▸ **Problèmes à résoudre**
a) Réponds à ces questions d'après la sélection sur l'arabe et la chelha :
(i) De la manière de parler de quelle ville leur façon de parler s'approche-t-elle ?
(ii) Que l'arabe de Oulad Moussa est-il dit être par rapport à celui de Oulad Yaiche ?
(iii) Dans quels trois faits réside la valeur de l'arabe pour cette catégorie ?
b) Compte les lignes des données où apparaît le mot "distant", en respectant les majuscules et minuscules. Donne seulement ce nombre.

▸ **Sélection**
-----

16C’est pourquoi, il y a ceux qui voient que « les Chleuhs parlent correctement l’arabe » [šluH kay h∂dru lεarbiyya ms∂rHa], que l’arabe de Fès est un peu complexe et que leur manière de parler s’approche de celle de Rabat [lfasi εarbiyya dyalu mlawta b∂zzaf w rbati qriba dyalu lina], que « l’arabe de Oulad Moussa est plus correct que celui de Oulad Yaiche », que « l’arabe est mieux que la chelha des Souassas4 » car pour les comprendre, ils sont obligés de parler arabe, qu’« il est obligatoire d’apprendre l’arabe » parce que « tout le monde est devenu arabe et parle arabe » [nnass wallat εarbiyya, nnas tεarbat]. C’est pour cette raison qu’il est nécessaire que « les enfants apprennent l’arabe car la chelha, à elle seule, ne suffit pas » [buH∂dha ma kafyaš] ; de plus « l’arabe est mieux que la chelha car c’est la langue par laquelle tu vas répondre à l’ange de la mort, et c’est avec l’arabe que tu vas répondre devant Dieu » [lεarbiyya Hs∂n m∂n šš∂lHa liˤanna lεarbiyya hiyya lli katžaw∂b biha sidna εazrayn, lεarbiyya baš ka tžawbi ɡuddam llah]. Le positionnement épilinguistique de cette catégorie s’apparente à un rejet de la chelha et une forme de mélioration exclusive de l’arabe où la valeur de cette dernière langue réside dans le fait (I) qu’elle est bien maîtrisée par le sujet, (II) que parler cette langue est une nécessité, et (III) que c’est une langue sacrée.

-----

▸ **Données à traiter**
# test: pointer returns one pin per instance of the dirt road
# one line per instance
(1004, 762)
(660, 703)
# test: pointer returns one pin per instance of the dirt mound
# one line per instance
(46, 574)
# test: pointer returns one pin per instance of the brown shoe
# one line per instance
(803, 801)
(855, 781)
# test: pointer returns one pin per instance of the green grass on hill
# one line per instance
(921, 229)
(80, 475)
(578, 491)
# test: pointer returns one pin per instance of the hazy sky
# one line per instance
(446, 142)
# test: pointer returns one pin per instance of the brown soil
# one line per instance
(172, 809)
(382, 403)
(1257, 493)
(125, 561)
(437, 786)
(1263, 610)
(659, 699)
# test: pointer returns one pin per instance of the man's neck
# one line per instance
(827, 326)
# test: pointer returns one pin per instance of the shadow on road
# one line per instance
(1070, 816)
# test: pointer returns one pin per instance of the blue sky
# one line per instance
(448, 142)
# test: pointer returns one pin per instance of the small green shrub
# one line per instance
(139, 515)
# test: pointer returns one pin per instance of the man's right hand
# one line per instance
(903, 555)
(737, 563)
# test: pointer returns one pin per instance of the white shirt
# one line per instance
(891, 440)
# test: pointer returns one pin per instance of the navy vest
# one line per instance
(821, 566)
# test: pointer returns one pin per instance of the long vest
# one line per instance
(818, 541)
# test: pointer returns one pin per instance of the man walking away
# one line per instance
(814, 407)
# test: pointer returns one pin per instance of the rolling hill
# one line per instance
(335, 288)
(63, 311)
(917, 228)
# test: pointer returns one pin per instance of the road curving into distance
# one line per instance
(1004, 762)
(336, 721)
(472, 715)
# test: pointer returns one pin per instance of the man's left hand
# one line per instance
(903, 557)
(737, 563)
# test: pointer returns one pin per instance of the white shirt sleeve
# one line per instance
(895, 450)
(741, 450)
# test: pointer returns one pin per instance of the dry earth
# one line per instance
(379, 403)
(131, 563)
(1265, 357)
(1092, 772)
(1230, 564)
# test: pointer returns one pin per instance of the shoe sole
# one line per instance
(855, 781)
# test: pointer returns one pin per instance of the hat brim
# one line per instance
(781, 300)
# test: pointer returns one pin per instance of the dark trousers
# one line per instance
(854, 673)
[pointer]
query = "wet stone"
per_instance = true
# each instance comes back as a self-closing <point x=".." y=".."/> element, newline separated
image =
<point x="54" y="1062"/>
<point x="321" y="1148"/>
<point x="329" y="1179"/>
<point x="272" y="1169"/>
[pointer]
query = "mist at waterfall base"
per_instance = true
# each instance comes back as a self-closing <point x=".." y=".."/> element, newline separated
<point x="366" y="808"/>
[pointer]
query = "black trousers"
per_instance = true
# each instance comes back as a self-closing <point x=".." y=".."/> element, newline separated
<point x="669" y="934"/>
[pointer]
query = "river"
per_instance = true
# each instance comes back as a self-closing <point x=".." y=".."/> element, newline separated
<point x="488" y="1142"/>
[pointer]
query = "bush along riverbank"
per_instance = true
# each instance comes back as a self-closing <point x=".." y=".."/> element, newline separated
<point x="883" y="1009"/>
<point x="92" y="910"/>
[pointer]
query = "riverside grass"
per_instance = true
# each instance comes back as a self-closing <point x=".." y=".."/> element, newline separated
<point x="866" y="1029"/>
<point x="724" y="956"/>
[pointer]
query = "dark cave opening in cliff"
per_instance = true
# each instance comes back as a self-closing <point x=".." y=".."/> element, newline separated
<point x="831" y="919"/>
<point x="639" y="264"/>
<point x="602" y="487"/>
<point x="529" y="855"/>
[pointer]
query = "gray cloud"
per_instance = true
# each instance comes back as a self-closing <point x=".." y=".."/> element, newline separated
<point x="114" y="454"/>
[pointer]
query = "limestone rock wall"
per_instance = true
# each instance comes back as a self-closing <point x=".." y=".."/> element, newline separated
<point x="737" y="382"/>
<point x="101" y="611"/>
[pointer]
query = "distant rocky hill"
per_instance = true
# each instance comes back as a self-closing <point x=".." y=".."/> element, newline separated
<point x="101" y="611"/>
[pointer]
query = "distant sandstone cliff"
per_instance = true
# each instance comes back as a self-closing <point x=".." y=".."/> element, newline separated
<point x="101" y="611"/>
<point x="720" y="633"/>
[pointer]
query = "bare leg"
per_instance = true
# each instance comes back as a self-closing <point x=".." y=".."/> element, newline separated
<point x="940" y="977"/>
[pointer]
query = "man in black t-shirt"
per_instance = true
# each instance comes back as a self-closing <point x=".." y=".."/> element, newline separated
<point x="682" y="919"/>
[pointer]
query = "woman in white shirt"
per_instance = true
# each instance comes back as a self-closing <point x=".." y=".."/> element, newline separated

-----

▸ **Bonnes réponses**
a)
(i) De celle de Rabat.
(ii) Plus correct.
(iii) La langue est bien maîtrisée par le sujet, la parler est une nécessité, et c'est une langue sacrée.

b) 2